Quoted passage:
↓
Treating PTSD

  • Early treatment of any traumatic stress symptoms leads to better outcomes.
  • Posttraumatic stress disorder (PTSD) can be screened for using the Primary Care PTSD Screen DSM-5 (PC-PTSD-5), and assessed further using the Clinician Administered PTSD Scale (CAPS-5).
  • Trauma-focused cognitive behaviour therapy (TF-CBT) is the recommended treatment for PTSD.
  • DVA supports PTSD-recovery programs in several hospitals.

Key characteristics

PTSD is a serious psychological reaction. PTSD may develop in some people following an experience of a traumatic event, such as:

  • combat
  • assault
  • sexual assault
  • natural disaster
  • an accident
  • torture

PTSD is a complex disorder that can present quite differently in different people. In all cases there are symptoms from each of the following clusters:

Intrusions or re-experiencing symptoms

  • distressing memories or dreams related to the traumatic event
  • distress and/or physiological reactions to reminders of the trauma
  • flashbacks and other dissociative reactions (more rarely)

Persistent avoidance

  • internal reminders of trauma such as thoughts, feelings and physical sensations and/or 
  • external reminders such as" people, places and activities associated with the trauma

Negative alterations in cognitions and moods

  • unrealistic expectations about one’s self, others and the world
  • distorted blame of self or others regarding the trauma and its consequences
  • diminished interest in activities and inability to experience positive emotions
  • detachment from others
  • pervasive negative emotional states

Alterations in arousal and reactivity or ‘hyperarousal’

  • irritable or self-destructive behaviour
  • hypervigilance
  • exaggerated startle response
  • or problems with sleep or concentration

Some symptoms of PTSD may not be viewed as problematic by veterans. Particularly:

  • hypervigilance
  • exaggerated startle response
  • anger

These responses may have been adaptive in deployment circumstances. They may have even served a critical role in the veteran’s survival and it may be helpful to acknowledge this. It may be helpful to acknowledge this and highlight that they become problematic when they arise in:

  1. circumstances when they are no longer needed and
  2. when they interfere with day-to-day civilian life


Most people have some kind of psychological reaction to trauma — common feelings are:

  • fear
  • sadness
  • guilt
  • anger

Survivors often recover over time. However, a small proportion will develop serious problems, including PTSD.

Prevalence estimates for PTSD vary widely:

  • It is likely that 5-20% of veterans will develop PTSD in their lifetime (Ikin et al., 2004; O’Toole et al., 1996).
  • In the general population, estimates suggest that 4.4% of Australians will have experienced PTSD in the past year (McEvoy et al., 2011).
  • Up to 17% in the veteran population may have experienced PTSD like symptoms in the past year (DVA, 2018).
↑
Dataset entries:
↓
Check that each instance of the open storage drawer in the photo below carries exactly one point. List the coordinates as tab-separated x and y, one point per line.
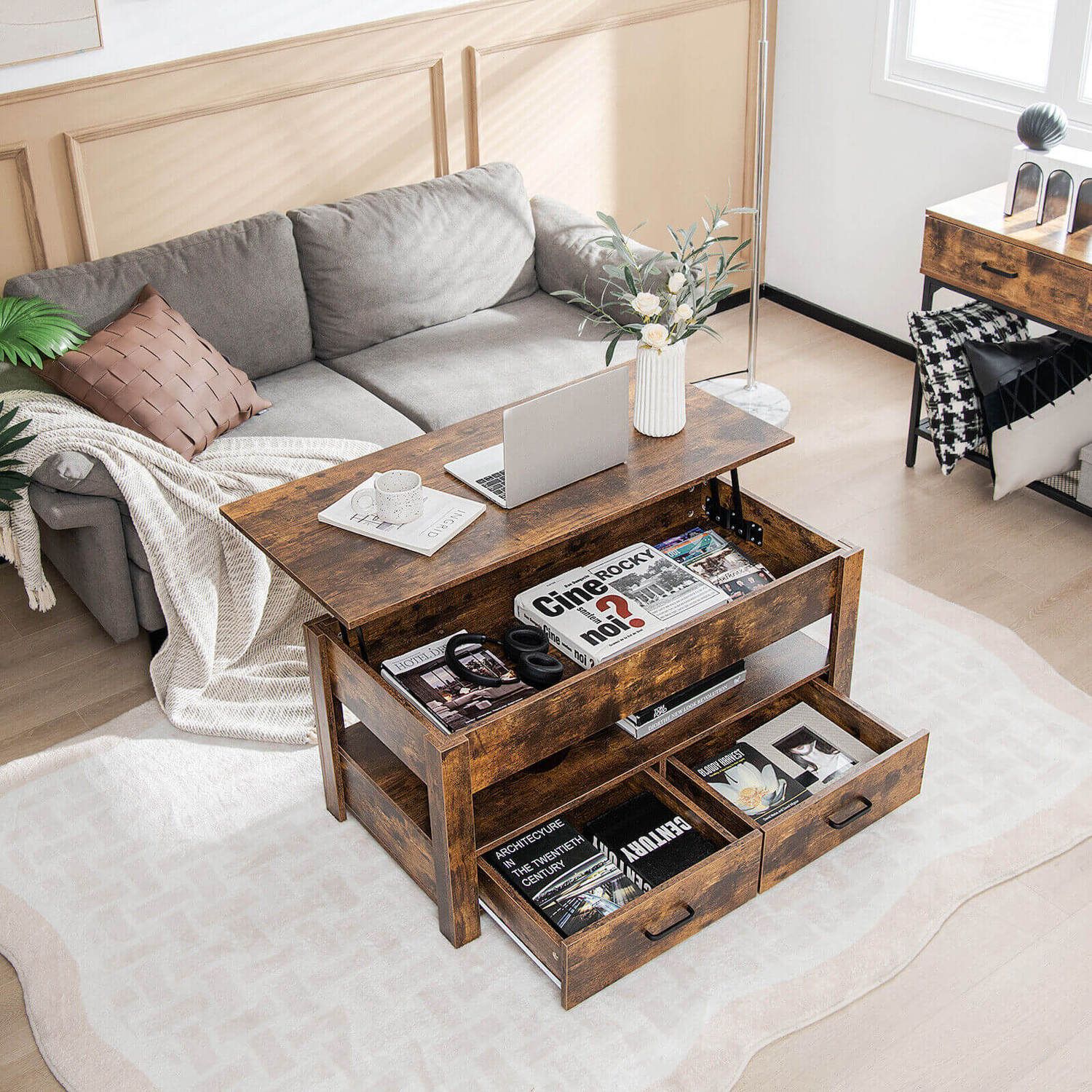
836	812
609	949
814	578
↑
↓
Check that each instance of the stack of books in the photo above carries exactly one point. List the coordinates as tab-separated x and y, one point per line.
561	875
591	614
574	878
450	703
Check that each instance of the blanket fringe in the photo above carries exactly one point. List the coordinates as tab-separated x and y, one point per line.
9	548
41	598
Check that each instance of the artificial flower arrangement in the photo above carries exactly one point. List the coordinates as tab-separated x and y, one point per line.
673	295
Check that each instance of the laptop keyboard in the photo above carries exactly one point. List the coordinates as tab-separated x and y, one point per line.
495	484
↑
Task: Can you retype the PTSD text starting with "Most people have" and going on through "et al., 2011)."? The records have nothing to do with this.

Answer box:
Most people have some kind of psychological reaction to trauma — common feelings are:

  • fear
  • sadness
  • guilt
  • anger

Survivors often recover over time. However, a small proportion will develop serious problems, including PTSD.

Prevalence estimates for PTSD vary widely:

  • It is likely that 5-20% of veterans will develop PTSD in their lifetime (Ikin et al., 2004; O’Toole et al., 1996).
  • In the general population, estimates suggest that 4.4% of Australians will have experienced PTSD in the past year (McEvoy et al., 2011).